### DATA UNDER STUDY
- - -

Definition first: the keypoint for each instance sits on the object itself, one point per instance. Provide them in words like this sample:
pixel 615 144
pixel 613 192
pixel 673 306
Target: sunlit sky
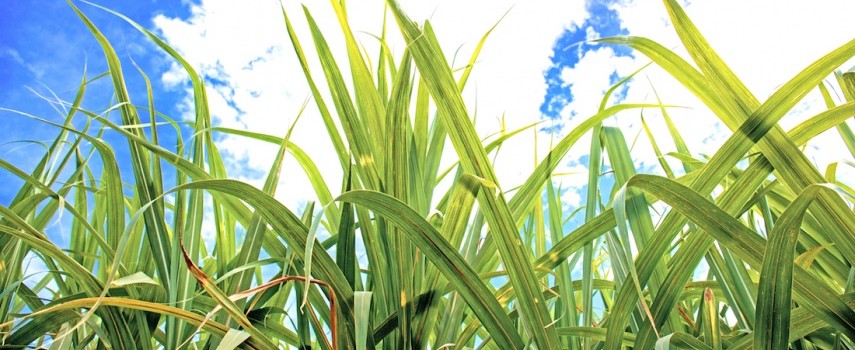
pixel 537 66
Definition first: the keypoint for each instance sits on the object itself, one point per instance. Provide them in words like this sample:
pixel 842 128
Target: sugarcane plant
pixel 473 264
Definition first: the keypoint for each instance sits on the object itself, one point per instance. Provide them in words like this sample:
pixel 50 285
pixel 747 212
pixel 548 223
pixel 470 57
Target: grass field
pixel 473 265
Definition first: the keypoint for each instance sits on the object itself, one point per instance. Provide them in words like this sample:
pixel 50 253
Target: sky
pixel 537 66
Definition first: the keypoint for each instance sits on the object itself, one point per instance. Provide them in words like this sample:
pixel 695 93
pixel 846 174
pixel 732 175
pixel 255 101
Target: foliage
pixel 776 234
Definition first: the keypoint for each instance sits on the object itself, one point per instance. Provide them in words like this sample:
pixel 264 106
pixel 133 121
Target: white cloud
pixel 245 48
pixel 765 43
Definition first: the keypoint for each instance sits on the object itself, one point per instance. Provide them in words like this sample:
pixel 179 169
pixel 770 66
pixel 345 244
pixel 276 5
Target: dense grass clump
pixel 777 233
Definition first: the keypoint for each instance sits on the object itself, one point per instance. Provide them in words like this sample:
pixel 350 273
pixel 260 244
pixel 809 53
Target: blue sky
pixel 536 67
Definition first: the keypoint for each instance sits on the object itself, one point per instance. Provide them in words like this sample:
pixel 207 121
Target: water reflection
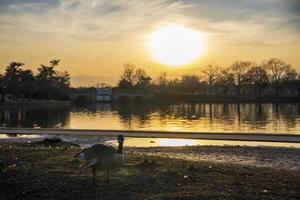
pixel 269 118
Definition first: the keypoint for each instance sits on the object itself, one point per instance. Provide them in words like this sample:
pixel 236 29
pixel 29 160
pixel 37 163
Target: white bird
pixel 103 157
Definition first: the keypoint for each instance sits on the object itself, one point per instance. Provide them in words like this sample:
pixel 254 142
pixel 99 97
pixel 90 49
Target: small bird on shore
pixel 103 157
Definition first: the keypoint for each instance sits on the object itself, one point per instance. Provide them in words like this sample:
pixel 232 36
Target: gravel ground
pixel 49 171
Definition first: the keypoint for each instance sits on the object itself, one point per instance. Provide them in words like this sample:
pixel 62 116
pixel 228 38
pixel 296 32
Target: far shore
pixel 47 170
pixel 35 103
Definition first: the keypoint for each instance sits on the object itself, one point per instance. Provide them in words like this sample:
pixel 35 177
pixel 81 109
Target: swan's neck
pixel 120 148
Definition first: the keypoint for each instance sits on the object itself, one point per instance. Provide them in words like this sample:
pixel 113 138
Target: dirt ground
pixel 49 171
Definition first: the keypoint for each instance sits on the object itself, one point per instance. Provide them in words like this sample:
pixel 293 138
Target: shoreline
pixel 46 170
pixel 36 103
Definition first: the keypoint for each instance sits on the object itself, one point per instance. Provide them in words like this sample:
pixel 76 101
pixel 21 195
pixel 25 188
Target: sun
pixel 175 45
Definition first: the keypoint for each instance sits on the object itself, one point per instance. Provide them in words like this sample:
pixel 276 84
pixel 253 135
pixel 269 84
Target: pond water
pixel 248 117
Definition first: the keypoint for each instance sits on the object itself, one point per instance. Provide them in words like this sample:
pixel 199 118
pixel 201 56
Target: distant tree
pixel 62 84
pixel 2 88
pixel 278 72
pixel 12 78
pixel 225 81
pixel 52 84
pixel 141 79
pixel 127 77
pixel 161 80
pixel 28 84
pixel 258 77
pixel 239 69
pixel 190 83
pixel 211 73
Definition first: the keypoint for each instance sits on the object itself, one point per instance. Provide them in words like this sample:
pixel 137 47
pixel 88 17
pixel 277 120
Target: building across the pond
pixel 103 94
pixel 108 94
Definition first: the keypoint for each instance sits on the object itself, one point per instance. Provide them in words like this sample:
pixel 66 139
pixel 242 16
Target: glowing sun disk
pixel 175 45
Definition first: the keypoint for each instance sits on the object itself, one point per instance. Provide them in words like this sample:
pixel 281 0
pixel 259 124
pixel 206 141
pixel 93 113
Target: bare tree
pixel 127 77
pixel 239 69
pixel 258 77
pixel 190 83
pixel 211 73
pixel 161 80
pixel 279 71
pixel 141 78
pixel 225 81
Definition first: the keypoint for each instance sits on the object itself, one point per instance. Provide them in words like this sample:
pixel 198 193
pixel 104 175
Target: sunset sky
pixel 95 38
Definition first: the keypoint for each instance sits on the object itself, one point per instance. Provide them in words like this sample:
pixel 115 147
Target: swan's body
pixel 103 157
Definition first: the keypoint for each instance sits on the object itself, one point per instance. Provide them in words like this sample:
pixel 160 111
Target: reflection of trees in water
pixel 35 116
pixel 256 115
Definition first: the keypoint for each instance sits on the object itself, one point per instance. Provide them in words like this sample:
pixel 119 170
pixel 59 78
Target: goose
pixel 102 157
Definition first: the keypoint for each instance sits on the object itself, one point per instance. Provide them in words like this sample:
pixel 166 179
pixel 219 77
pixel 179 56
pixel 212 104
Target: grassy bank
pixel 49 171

- - -

### EXERCISE REQUIREMENTS
Repeat exactly the lines of the listing above, from the one with "Target: pond water" down to the one with "pixel 201 56"; both of those lines belong in the range.

### EXERCISE RESPONSE
Target: pond water
pixel 248 117
Definition first: the keypoint for each instance sits on the object itself, one point per instance. Provide them in words like this sample:
pixel 199 118
pixel 201 56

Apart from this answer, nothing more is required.